Match on the string "joint" in the entries below and return every matching line.

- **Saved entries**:
○ ○ ○ ○ ○ ○ ○

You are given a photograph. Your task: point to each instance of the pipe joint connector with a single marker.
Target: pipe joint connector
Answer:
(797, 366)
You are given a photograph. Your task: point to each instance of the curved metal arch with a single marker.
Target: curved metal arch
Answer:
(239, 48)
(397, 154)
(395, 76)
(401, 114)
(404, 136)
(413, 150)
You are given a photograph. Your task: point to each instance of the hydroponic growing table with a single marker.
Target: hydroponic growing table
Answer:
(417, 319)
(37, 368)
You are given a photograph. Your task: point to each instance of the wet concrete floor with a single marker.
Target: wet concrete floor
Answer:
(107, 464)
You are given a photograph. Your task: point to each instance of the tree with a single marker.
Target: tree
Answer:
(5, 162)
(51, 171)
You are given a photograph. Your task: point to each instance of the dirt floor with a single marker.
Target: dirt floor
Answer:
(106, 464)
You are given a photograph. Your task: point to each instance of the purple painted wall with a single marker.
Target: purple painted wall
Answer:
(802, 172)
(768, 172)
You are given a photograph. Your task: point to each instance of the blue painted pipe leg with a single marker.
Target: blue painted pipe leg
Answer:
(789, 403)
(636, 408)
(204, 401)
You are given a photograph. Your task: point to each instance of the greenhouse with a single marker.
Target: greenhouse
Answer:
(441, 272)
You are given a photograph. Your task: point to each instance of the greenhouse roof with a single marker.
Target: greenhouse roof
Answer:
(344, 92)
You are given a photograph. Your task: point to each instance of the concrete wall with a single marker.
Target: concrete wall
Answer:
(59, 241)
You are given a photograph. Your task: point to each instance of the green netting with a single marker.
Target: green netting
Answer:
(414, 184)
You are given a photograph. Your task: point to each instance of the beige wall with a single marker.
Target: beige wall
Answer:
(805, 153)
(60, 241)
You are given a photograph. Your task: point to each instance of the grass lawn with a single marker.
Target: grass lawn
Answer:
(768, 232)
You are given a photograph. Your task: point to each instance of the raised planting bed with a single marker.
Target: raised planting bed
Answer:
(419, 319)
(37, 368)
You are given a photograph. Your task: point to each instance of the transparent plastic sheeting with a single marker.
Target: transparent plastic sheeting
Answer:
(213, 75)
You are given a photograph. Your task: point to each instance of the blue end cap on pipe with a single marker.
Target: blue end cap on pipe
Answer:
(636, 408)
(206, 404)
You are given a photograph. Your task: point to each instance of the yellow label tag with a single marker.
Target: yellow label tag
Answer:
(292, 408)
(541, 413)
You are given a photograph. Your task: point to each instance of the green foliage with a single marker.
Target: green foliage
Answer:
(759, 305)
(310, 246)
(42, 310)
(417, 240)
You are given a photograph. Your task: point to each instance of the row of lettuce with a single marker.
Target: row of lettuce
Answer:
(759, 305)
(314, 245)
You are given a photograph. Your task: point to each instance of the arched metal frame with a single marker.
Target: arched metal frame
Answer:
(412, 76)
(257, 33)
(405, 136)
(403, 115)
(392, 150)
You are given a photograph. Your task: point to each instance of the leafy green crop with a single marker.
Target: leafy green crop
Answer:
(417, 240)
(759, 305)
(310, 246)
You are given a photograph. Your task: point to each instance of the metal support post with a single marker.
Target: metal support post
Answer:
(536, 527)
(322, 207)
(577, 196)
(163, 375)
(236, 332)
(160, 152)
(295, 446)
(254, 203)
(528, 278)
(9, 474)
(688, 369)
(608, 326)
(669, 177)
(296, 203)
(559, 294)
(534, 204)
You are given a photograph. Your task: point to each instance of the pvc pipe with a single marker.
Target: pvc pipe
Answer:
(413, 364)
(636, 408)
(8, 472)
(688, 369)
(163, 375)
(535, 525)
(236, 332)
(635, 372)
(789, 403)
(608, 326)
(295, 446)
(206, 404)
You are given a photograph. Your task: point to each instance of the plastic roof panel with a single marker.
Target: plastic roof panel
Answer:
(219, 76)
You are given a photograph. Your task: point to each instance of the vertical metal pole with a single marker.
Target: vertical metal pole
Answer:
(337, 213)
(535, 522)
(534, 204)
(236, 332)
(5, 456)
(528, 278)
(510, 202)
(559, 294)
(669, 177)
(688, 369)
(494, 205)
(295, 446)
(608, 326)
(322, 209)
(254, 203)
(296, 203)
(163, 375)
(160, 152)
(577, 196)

○ ○ ○ ○ ○ ○ ○

- **Result for this exercise**:
You are given a photograph. Your task: point to each instance of the pipe joint connector with a single marker.
Target: pipe joint connector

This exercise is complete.